*出典文書*:
§ §
本発明は、充填用樹脂を空隙部内に隙間無く充填すると共に、充填用樹脂の充填時における空隙部の変形を抑制することが可能な光導波路の製造方法及び樹脂充填装置を提供することを目的とする。
【課題を解決するための手段】
【0007】
前記課題を解決する手段は以下の通りである。即ち、
請求項1に記載の発明によれば、鋳型形成用樹脂により構成された鋳型形成用樹脂層から形成され、長尺状の凹部を有すると共に該凹部の両端部に該鋳型形成用樹脂層の厚み方向に貫通する孔の設けられた鋳型を作製する鋳型作製工程と、前記鋳型に、該鋳型の前記凹部の形成された側から第1の基材を密着させる密着工程と、前記凹部の一方の孔に充填用樹脂を供給する共に、他方の孔から該充填用樹脂を減圧吸引して前記第1の基材と前記鋳型の凹部により形成された空隙部に該充填用樹脂を充填させる充填工程と、前記空隙部に充填された前記充填用樹脂を硬化させる硬化工程と、前記充填用樹脂を硬化させた後に、前記鋳型を前記第1の基材から剥離する剥離工程と、を有し、前記充填工程において、前記他方の孔から前記充填用樹脂を減圧吸引しているときの単位時間当りの圧力変化Pが、下記式(1)の関係を満たすことを特徴とする光導波路の製造方法である。
§ §
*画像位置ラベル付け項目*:

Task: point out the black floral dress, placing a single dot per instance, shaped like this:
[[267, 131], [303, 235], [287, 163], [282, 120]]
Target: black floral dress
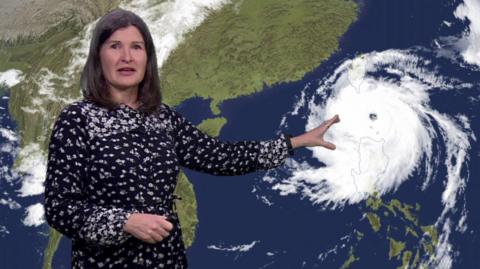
[[104, 165]]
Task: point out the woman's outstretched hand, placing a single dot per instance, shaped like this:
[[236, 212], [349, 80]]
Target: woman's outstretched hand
[[314, 137], [149, 228]]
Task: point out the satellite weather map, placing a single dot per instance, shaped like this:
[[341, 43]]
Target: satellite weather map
[[403, 75]]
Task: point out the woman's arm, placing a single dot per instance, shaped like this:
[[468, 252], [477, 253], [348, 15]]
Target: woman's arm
[[314, 137], [67, 208], [201, 152]]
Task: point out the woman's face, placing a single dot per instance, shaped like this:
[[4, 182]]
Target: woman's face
[[124, 59]]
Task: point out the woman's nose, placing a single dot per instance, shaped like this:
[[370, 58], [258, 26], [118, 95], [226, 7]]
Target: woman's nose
[[126, 55]]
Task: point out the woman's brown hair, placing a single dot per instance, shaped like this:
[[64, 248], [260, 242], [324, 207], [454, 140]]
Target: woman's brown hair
[[93, 84]]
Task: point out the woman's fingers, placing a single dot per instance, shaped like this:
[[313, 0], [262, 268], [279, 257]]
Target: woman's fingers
[[149, 228], [329, 145]]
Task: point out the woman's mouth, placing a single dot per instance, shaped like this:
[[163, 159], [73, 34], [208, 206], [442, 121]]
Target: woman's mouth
[[126, 71]]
§ §
*作業依頼*:
• A. 次の(i)〜(iii)が光導波路の製造方法に関する文章と一致するかどうかを、それぞれ「はい」か「いいえ」で答え、判断の根拠となる文章中の語句をそのまま引用してください。
(i) 鋳型の凹部の両端部には、鋳型形成用樹脂層の厚み方向に貫通する孔が設けられている。
(ii) 鋳型は、充填用樹脂を硬化させる前に第1の基材から剥離される。
(iii) 充填工程では、減圧吸引時の単位時間当りの圧力変化Pが式(1)の関係を満たすことが特徴とされている。
• B. 光導波路の製造方法に関する文章を、最後の一文の後から引き継いで書き進めてください。

*解答済み課題*:
• A.
(i) はい。「該凹部の両端部に該鋳型形成用樹脂層の厚み方向に貫通する孔の設けられた鋳型」
(ii) いいえ。「前記充填用樹脂を硬化させた後に、前記鋳型を前記第1の基材から剥離する剥離工程」
(iii) はい。「単位時間当りの圧力変化Pが、下記式(1)の関係を満たすことを特徴とする」

• B.
[数1]
P≦0.75×Y0.55 式(1)
(式(1)中、Pは、前記他方の孔から前記充填用樹脂を減圧吸引しているときの前記空隙部の単位時間当りの圧力変化(kPa)を表し、Yは、充填用樹脂の粘度(Pa・s)を表す。)
【0008】
請求項2に記載の発明によれば、前記鋳型形成用樹脂は、ポリジメチルシロキサンであることを特徴とする請求項1に記載の光導波路の製造方法である。
【0009】
請求項3に記載の発明によれば、両端部に外部へ通じる孔の形成された長尺状の空隙部の一方の孔に流路を介して接続され、他方の孔へ供給された充填用樹脂を、該一方の孔から該流路を介して減圧吸引する吸引手段と、前記流路に設けられ、前記空隙部にかかる吸引圧力を調整する圧力調整手段と、前記空隙部における吸引圧力を計測する計測手段と、
前記計測手段による吸引圧力の計測結果に基づいて、前記充填用樹脂を減圧吸引しているときの前記空隙部における単位時間当りの圧力変化Pが、下記式(1)の関係を満たすように、前記圧力調整手段を制御する制御手段と、を備えたことを特徴とする樹脂充填装置である。
[数2]
P≦0.75×Y0.55 式(1)
(式(1)中、Pは、前記他方の孔から前記充填用樹脂を減圧吸引しているときの前記空隙部の単位時間当りの圧力変化(kPa)を表し、Yは、充填用樹脂の粘度(Pa・s)を表す。)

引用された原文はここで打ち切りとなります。